• **Provided passage**
----------

We start with their first bitter exchange, Aziraphale’s hurt pride leading him to say,
“Look, I know you’re upset with me.” “Yep.” “But I’m willing to overlook that.” (Oh come ON, angel. Come ON.) … “Close the door on your way out.” “But... you don’t have a door.” (Priceless.)
Then, though. Then. Crowley goes after Aziraphale almost immediately. And Aziraphale doesn’t expect it. Doesn’t know, at first, that it was Crowley who’d opened the door to the bookshop. Aziraphale’s “Crowley!” once he realizes it is an exhale—startled, gentle—and it absolutely murders me, the way he says Crowley’s name.
Their confessions start before that, of course—those rough, pained, raw confessions. Confessing their loss to others—sometimes, at the most inopportune times.
“I’ve lost worse things than that.”
“Heartbroken. World broken. What’s the point of anything?”
Muriel asking Aziraphale, “Why don’t you ask your… friend friend to help?” and Aziraphale hurrying to say that no, no, it’s out of the question—with that whole journey his face goes through as Muriel persists, “He might like to see you, anyway. Last time I saw him, he wasn’t in the best way, to be honest.” Then, Aziraphale finally turns to her, focused so completely on what he hears. “He seemed a bit… lost,” she goes on—and in a heartbeat, before she’s even gone out of the room, Aziraphale is miracling himself to Earth.
Mrs. Sandwich, meeting Aziraphale as he witnesses the decay of Whickber street, tells him exactly what she thinks. “You never cared for him. Or Whickber street,” she says, and Aziraphale’s face fills with pain. “I… I love—Whickber street!” he protests: not saying it, never saying it, and yet we hear the unspoken. Oh, angel.
Back to the bookshop, then, where Crowley followed him.

----------

• **Data excerpts**
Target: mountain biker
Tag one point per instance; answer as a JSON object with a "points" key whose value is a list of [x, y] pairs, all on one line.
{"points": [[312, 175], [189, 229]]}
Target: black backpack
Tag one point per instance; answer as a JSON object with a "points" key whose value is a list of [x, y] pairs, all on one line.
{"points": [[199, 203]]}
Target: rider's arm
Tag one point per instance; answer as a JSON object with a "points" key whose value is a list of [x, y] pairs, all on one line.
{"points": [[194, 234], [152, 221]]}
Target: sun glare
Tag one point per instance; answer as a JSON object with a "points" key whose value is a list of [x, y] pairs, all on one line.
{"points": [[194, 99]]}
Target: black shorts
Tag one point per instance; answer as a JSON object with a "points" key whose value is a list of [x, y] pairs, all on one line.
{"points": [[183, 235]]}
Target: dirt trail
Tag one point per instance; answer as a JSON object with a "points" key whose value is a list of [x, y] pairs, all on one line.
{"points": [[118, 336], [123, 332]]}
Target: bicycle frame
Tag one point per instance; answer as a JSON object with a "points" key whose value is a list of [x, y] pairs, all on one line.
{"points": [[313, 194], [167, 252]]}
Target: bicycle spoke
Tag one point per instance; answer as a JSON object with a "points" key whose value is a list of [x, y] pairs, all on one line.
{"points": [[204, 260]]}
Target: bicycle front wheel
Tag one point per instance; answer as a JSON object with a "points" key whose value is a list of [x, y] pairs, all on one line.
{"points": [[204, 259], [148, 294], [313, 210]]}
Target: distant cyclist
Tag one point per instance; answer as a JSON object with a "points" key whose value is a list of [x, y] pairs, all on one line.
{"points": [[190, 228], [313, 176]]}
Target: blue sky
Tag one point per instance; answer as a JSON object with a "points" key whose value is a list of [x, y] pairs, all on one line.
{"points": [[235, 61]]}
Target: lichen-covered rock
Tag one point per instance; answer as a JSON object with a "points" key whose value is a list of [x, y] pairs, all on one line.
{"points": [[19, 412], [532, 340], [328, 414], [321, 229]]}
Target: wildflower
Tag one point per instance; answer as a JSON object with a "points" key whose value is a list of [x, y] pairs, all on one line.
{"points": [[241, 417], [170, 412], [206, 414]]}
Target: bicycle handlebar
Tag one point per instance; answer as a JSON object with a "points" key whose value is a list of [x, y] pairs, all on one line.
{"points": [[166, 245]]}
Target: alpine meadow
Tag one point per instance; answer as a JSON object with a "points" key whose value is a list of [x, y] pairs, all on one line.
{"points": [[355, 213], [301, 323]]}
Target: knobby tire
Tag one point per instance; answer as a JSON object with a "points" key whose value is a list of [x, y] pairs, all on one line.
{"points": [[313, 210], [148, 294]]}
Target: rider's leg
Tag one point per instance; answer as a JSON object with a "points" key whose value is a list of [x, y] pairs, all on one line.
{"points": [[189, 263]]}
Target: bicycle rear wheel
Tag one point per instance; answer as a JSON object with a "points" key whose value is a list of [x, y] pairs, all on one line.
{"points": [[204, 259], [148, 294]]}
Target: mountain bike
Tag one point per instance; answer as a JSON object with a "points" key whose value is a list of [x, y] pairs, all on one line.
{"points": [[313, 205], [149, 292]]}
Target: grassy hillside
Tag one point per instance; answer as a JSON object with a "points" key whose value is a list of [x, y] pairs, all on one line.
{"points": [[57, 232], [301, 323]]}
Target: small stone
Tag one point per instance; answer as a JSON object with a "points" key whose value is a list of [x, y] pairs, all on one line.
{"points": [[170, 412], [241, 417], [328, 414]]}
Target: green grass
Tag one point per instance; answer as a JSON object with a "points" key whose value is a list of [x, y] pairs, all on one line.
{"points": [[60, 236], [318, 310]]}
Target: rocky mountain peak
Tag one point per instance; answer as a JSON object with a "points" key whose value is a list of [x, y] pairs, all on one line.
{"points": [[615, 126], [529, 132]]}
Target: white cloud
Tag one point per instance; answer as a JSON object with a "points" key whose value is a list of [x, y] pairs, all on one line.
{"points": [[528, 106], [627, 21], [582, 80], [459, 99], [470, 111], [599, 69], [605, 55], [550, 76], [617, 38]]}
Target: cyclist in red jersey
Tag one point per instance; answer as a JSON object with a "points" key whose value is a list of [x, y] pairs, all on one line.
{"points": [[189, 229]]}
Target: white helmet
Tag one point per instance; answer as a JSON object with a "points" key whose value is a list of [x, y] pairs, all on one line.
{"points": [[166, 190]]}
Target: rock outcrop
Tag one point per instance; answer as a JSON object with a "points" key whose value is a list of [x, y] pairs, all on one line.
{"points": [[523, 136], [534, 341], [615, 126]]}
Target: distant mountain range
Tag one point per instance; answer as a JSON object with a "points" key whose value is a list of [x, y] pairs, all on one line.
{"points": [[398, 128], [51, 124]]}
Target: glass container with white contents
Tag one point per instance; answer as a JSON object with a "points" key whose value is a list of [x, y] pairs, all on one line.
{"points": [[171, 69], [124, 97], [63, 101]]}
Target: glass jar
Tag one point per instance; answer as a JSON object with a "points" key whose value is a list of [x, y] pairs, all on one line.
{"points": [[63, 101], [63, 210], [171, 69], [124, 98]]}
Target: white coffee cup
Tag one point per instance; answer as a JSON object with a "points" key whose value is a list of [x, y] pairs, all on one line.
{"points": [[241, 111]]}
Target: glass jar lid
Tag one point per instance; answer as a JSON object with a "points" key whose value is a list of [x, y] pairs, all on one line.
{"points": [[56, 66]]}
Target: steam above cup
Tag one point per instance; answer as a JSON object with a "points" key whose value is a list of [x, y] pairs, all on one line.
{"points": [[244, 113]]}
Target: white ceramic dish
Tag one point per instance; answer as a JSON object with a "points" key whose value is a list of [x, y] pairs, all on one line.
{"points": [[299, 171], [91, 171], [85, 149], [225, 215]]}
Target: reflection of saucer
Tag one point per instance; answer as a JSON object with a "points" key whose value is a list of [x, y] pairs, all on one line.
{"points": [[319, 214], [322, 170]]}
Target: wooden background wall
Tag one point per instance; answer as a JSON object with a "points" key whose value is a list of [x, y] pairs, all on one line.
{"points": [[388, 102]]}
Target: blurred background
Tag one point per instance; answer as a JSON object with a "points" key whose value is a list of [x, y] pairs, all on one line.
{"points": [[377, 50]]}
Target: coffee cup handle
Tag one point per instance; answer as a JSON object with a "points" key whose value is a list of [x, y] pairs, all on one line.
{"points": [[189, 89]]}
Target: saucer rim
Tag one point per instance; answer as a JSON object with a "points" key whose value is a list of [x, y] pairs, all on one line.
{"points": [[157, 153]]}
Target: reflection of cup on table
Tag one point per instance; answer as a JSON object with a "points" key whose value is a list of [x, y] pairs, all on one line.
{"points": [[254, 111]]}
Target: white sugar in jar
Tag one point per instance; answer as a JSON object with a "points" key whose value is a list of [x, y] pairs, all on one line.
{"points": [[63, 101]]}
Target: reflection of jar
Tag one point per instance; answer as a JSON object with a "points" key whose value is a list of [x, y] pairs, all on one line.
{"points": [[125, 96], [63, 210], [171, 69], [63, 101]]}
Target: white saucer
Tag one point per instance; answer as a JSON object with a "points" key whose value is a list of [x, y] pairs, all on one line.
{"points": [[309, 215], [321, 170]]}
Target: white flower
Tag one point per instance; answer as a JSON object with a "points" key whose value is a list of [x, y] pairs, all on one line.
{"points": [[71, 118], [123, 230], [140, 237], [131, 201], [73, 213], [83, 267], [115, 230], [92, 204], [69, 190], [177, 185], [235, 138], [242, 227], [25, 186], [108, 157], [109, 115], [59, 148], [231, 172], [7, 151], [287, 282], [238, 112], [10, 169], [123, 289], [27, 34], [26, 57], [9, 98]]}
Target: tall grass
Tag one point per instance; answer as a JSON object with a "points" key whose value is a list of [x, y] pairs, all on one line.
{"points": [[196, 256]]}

----------

• **What the task requires**
Which characters does the passage above mention by name? List every one.

• **Solution to the exercise**
Aziraphale, Crowley, Muriel, Mrs. Sandwich